▶ _Extract_
•••
Don McGarvey, Partner
On February 25, 2008, Associate Chief Justice Wittmann heard an application of the Government of Alberta to stay the decision of Morrow v. Zhang. In the original decision released on February 8, 2008, the Court held that the Minor Injury Regulation and the $4000 cap on non-pecuniary general damages imposed by the regulation, were unconstitutional as infringing on equality rights guaranteed by Section 15(1) of the Canadian Charter of Rights and Freedoms.
Associate Chief Justice Wittmann heard the stay application and was of the view that the applicants didn't meet the test for a stay. In particular, he found that there was insufficient evidence that without the stay, there would be irreparable harm suffered. Further, the balance of convenience, another consideration in a stay application, favoured the Plaintiffs.
•••
▶ _Data to process_

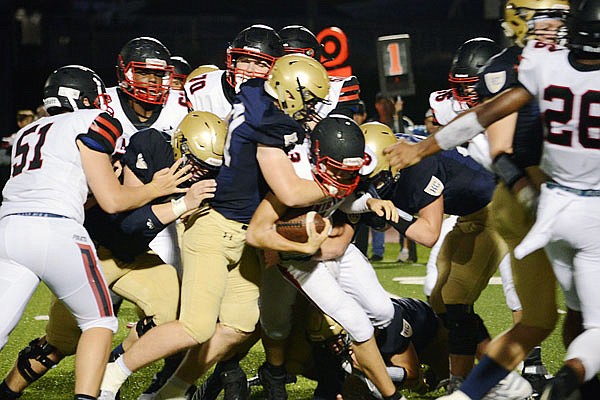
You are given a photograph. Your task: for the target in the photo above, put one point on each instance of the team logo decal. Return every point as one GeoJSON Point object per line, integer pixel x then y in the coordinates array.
{"type": "Point", "coordinates": [140, 163]}
{"type": "Point", "coordinates": [435, 187]}
{"type": "Point", "coordinates": [406, 329]}
{"type": "Point", "coordinates": [495, 81]}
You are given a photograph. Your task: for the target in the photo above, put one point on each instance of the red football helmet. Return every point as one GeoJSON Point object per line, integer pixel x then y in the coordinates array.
{"type": "Point", "coordinates": [143, 70]}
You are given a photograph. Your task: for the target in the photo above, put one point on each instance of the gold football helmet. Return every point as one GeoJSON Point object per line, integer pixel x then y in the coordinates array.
{"type": "Point", "coordinates": [298, 82]}
{"type": "Point", "coordinates": [520, 17]}
{"type": "Point", "coordinates": [199, 140]}
{"type": "Point", "coordinates": [201, 70]}
{"type": "Point", "coordinates": [378, 136]}
{"type": "Point", "coordinates": [321, 328]}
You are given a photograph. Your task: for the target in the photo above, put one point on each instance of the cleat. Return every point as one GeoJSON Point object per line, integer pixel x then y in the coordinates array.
{"type": "Point", "coordinates": [235, 385]}
{"type": "Point", "coordinates": [564, 386]}
{"type": "Point", "coordinates": [513, 387]}
{"type": "Point", "coordinates": [209, 390]}
{"type": "Point", "coordinates": [273, 385]}
{"type": "Point", "coordinates": [451, 384]}
{"type": "Point", "coordinates": [456, 395]}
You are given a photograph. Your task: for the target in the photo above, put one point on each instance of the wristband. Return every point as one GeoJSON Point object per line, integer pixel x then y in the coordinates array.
{"type": "Point", "coordinates": [178, 206]}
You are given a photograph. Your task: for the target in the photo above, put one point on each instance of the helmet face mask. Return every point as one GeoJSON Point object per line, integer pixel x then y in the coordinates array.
{"type": "Point", "coordinates": [199, 140]}
{"type": "Point", "coordinates": [181, 69]}
{"type": "Point", "coordinates": [299, 83]}
{"type": "Point", "coordinates": [337, 155]}
{"type": "Point", "coordinates": [522, 20]}
{"type": "Point", "coordinates": [378, 136]}
{"type": "Point", "coordinates": [74, 87]}
{"type": "Point", "coordinates": [259, 44]}
{"type": "Point", "coordinates": [143, 70]}
{"type": "Point", "coordinates": [468, 59]}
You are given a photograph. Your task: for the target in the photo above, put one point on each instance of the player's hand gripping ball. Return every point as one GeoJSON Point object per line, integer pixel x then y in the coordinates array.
{"type": "Point", "coordinates": [294, 225]}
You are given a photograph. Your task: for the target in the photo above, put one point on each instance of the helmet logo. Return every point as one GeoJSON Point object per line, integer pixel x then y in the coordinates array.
{"type": "Point", "coordinates": [68, 92]}
{"type": "Point", "coordinates": [494, 81]}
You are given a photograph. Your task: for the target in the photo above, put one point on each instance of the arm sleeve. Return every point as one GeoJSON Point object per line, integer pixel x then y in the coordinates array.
{"type": "Point", "coordinates": [102, 134]}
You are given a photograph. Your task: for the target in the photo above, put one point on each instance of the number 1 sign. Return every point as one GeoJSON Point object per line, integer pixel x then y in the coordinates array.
{"type": "Point", "coordinates": [394, 64]}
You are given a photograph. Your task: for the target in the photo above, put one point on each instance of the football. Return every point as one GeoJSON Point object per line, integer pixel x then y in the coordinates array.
{"type": "Point", "coordinates": [294, 225]}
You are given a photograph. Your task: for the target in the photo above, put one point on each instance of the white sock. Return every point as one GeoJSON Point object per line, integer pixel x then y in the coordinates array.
{"type": "Point", "coordinates": [114, 376]}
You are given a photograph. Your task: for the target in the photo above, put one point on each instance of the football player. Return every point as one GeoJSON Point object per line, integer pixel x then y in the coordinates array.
{"type": "Point", "coordinates": [122, 242]}
{"type": "Point", "coordinates": [341, 282]}
{"type": "Point", "coordinates": [451, 183]}
{"type": "Point", "coordinates": [214, 279]}
{"type": "Point", "coordinates": [250, 55]}
{"type": "Point", "coordinates": [181, 70]}
{"type": "Point", "coordinates": [446, 105]}
{"type": "Point", "coordinates": [416, 336]}
{"type": "Point", "coordinates": [344, 91]}
{"type": "Point", "coordinates": [547, 72]}
{"type": "Point", "coordinates": [54, 212]}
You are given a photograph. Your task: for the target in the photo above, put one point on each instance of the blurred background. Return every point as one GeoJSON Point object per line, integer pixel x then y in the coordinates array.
{"type": "Point", "coordinates": [40, 35]}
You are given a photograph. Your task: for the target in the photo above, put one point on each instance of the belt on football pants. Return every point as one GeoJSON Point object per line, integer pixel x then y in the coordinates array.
{"type": "Point", "coordinates": [578, 192]}
{"type": "Point", "coordinates": [38, 214]}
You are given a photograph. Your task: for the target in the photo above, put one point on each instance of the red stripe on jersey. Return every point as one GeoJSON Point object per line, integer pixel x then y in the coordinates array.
{"type": "Point", "coordinates": [96, 281]}
{"type": "Point", "coordinates": [106, 123]}
{"type": "Point", "coordinates": [99, 129]}
{"type": "Point", "coordinates": [350, 88]}
{"type": "Point", "coordinates": [348, 97]}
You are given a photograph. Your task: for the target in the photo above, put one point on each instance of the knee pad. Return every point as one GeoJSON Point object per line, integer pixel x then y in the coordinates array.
{"type": "Point", "coordinates": [462, 325]}
{"type": "Point", "coordinates": [144, 325]}
{"type": "Point", "coordinates": [38, 350]}
{"type": "Point", "coordinates": [481, 333]}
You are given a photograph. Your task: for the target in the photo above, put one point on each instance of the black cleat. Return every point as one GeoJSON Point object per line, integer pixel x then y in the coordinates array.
{"type": "Point", "coordinates": [273, 384]}
{"type": "Point", "coordinates": [235, 384]}
{"type": "Point", "coordinates": [209, 390]}
{"type": "Point", "coordinates": [564, 386]}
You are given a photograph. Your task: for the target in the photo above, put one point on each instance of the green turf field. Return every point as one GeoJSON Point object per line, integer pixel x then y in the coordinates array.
{"type": "Point", "coordinates": [58, 383]}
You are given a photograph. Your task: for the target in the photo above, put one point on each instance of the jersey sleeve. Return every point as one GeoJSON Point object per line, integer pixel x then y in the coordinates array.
{"type": "Point", "coordinates": [349, 98]}
{"type": "Point", "coordinates": [419, 186]}
{"type": "Point", "coordinates": [500, 73]}
{"type": "Point", "coordinates": [532, 56]}
{"type": "Point", "coordinates": [270, 126]}
{"type": "Point", "coordinates": [148, 151]}
{"type": "Point", "coordinates": [102, 133]}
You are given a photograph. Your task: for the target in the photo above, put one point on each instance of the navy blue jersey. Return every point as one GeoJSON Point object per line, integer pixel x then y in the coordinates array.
{"type": "Point", "coordinates": [255, 121]}
{"type": "Point", "coordinates": [501, 73]}
{"type": "Point", "coordinates": [149, 150]}
{"type": "Point", "coordinates": [465, 184]}
{"type": "Point", "coordinates": [128, 234]}
{"type": "Point", "coordinates": [414, 321]}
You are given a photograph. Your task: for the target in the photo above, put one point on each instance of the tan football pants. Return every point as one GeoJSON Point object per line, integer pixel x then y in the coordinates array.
{"type": "Point", "coordinates": [147, 282]}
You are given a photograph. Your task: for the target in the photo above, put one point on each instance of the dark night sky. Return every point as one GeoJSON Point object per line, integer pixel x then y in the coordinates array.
{"type": "Point", "coordinates": [91, 32]}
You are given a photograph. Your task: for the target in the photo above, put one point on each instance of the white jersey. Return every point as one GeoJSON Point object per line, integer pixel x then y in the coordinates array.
{"type": "Point", "coordinates": [47, 175]}
{"type": "Point", "coordinates": [170, 115]}
{"type": "Point", "coordinates": [445, 107]}
{"type": "Point", "coordinates": [568, 102]}
{"type": "Point", "coordinates": [205, 93]}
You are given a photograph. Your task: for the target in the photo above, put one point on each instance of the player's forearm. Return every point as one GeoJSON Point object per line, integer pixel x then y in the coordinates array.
{"type": "Point", "coordinates": [269, 239]}
{"type": "Point", "coordinates": [422, 232]}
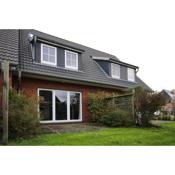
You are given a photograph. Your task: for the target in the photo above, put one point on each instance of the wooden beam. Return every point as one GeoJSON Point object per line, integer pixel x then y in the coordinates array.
{"type": "Point", "coordinates": [5, 99]}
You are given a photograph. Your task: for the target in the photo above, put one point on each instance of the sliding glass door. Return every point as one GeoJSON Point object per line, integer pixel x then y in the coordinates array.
{"type": "Point", "coordinates": [60, 106]}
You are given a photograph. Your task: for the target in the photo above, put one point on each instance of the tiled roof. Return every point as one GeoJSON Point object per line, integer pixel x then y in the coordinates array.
{"type": "Point", "coordinates": [90, 72]}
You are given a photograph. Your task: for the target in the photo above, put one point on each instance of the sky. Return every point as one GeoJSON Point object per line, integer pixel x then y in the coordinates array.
{"type": "Point", "coordinates": [139, 32]}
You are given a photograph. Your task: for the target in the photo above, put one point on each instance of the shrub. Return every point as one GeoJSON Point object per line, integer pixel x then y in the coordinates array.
{"type": "Point", "coordinates": [23, 115]}
{"type": "Point", "coordinates": [116, 119]}
{"type": "Point", "coordinates": [146, 104]}
{"type": "Point", "coordinates": [98, 106]}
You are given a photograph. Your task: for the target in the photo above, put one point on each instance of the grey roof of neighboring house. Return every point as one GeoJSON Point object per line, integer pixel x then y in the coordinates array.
{"type": "Point", "coordinates": [91, 71]}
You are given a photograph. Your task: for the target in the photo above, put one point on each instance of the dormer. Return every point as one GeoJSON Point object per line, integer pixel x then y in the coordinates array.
{"type": "Point", "coordinates": [117, 69]}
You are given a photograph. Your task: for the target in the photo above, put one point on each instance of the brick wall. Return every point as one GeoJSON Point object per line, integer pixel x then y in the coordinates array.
{"type": "Point", "coordinates": [30, 86]}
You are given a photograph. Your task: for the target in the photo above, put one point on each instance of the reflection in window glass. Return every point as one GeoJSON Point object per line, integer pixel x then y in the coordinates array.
{"type": "Point", "coordinates": [45, 105]}
{"type": "Point", "coordinates": [61, 105]}
{"type": "Point", "coordinates": [74, 106]}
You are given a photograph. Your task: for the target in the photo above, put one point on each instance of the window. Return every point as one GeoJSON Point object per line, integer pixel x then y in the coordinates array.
{"type": "Point", "coordinates": [45, 104]}
{"type": "Point", "coordinates": [131, 74]}
{"type": "Point", "coordinates": [60, 106]}
{"type": "Point", "coordinates": [115, 70]}
{"type": "Point", "coordinates": [48, 55]}
{"type": "Point", "coordinates": [71, 60]}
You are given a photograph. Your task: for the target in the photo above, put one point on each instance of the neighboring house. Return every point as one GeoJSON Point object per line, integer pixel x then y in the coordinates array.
{"type": "Point", "coordinates": [169, 106]}
{"type": "Point", "coordinates": [62, 73]}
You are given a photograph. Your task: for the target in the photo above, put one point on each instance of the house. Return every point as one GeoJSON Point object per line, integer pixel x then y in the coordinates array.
{"type": "Point", "coordinates": [62, 73]}
{"type": "Point", "coordinates": [169, 97]}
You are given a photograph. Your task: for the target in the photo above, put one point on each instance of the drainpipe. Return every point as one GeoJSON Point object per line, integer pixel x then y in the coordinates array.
{"type": "Point", "coordinates": [32, 40]}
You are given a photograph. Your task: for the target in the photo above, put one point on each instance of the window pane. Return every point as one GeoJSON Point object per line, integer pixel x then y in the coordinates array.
{"type": "Point", "coordinates": [52, 59]}
{"type": "Point", "coordinates": [74, 62]}
{"type": "Point", "coordinates": [116, 70]}
{"type": "Point", "coordinates": [74, 106]}
{"type": "Point", "coordinates": [131, 74]}
{"type": "Point", "coordinates": [45, 57]}
{"type": "Point", "coordinates": [45, 50]}
{"type": "Point", "coordinates": [61, 105]}
{"type": "Point", "coordinates": [52, 51]}
{"type": "Point", "coordinates": [48, 54]}
{"type": "Point", "coordinates": [45, 105]}
{"type": "Point", "coordinates": [71, 59]}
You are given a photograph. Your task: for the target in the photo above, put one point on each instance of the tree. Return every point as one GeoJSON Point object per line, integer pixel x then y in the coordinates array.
{"type": "Point", "coordinates": [146, 104]}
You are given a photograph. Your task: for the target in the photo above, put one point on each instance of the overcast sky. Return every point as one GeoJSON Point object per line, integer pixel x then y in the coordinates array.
{"type": "Point", "coordinates": [136, 31]}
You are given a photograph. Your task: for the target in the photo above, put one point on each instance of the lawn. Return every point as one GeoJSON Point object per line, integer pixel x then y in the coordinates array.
{"type": "Point", "coordinates": [165, 135]}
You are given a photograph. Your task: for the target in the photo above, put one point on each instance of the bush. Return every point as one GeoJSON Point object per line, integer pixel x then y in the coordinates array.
{"type": "Point", "coordinates": [146, 104]}
{"type": "Point", "coordinates": [23, 115]}
{"type": "Point", "coordinates": [98, 106]}
{"type": "Point", "coordinates": [116, 119]}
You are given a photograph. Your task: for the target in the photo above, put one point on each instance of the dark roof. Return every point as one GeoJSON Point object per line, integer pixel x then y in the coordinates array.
{"type": "Point", "coordinates": [91, 71]}
{"type": "Point", "coordinates": [169, 93]}
{"type": "Point", "coordinates": [9, 45]}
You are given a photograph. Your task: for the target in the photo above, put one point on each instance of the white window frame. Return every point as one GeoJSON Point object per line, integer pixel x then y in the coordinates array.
{"type": "Point", "coordinates": [47, 62]}
{"type": "Point", "coordinates": [53, 107]}
{"type": "Point", "coordinates": [71, 67]}
{"type": "Point", "coordinates": [112, 67]}
{"type": "Point", "coordinates": [129, 72]}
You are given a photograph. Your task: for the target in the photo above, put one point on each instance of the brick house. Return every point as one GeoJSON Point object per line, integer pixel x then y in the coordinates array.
{"type": "Point", "coordinates": [62, 73]}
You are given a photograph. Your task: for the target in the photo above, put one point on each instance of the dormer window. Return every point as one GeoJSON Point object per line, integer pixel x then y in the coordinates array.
{"type": "Point", "coordinates": [131, 74]}
{"type": "Point", "coordinates": [48, 55]}
{"type": "Point", "coordinates": [115, 70]}
{"type": "Point", "coordinates": [71, 60]}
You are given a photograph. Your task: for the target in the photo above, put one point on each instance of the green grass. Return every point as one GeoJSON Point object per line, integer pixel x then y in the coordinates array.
{"type": "Point", "coordinates": [165, 135]}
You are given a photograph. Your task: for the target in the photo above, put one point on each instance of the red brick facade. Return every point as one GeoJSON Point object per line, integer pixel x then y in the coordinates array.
{"type": "Point", "coordinates": [30, 86]}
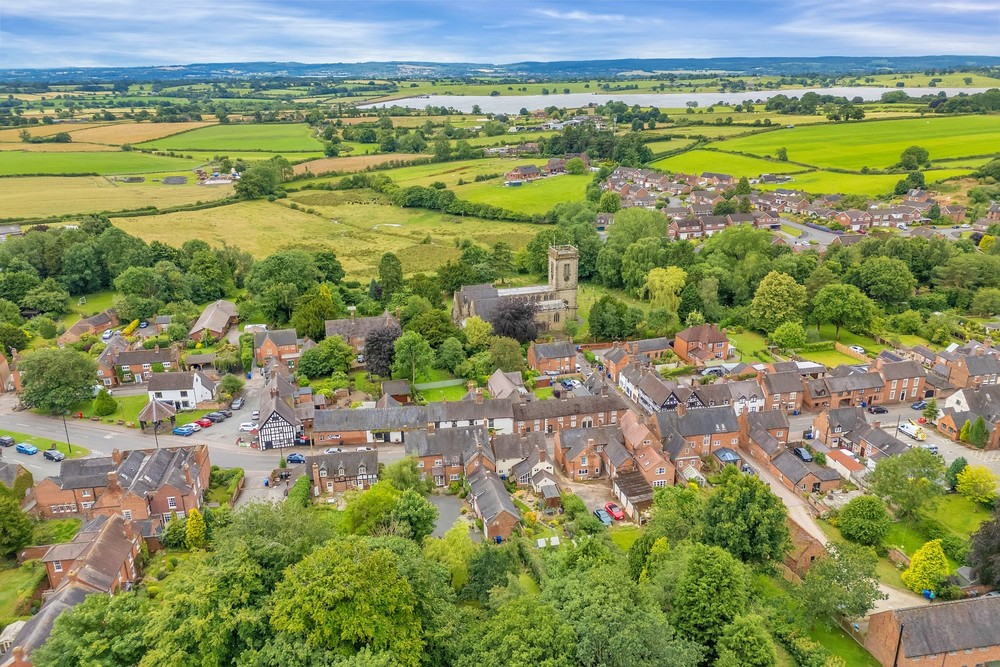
•••
▶ _Your tasks_
(1) Please pull out every line of the rows that contains the string "glass", matching case exactly.
(2) Carry the note on the Morrow v. Zhang stay application forward from its final sentence.

▶ _Answers provided_
(1)
You are given a photograph. Your task: for the target in the photo above, put one point on each instance of the sliding glass door. Return every point as one GeoJSON Point object per line, integer pixel x then y in the coordinates array.
You are given a photograph. Your task: for the target in the photo above, put one point on each instance of the reflection in window glass. Return every point as one GeoJSON Point object per line, integer pixel x then y in the coordinates array.

(2)
Therefore, the stay was denied and the decision of February 8 in Morrow v. Zhang, declaring the Minor Injury Regulation invalid, remains in effect. There is no $4000 cap in effect for minor injuries in Alberta.
There is no telling when the main appeal will be heard or when the appeal of the stay application (if launched) will be heard, but McLennan Ross will attempt to keep you advised as matters continue to develop.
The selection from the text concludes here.